PROMPT: Search the material below for the string "point". Return every line that holds it.

EXCERPTED DATA:
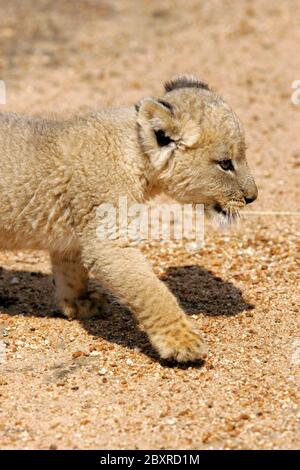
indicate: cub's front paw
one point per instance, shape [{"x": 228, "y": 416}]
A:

--

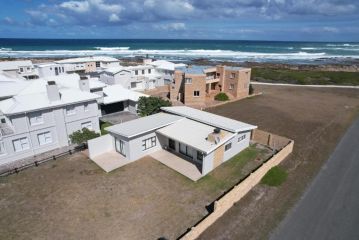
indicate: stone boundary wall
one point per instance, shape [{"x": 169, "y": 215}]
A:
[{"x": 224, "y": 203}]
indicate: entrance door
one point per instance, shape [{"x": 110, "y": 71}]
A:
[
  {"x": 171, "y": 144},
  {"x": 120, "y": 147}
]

ANSWER SPACE:
one point per instance, shape [{"x": 228, "y": 416}]
one point per instance, shape [{"x": 169, "y": 215}]
one point per instance, shape [{"x": 110, "y": 71}]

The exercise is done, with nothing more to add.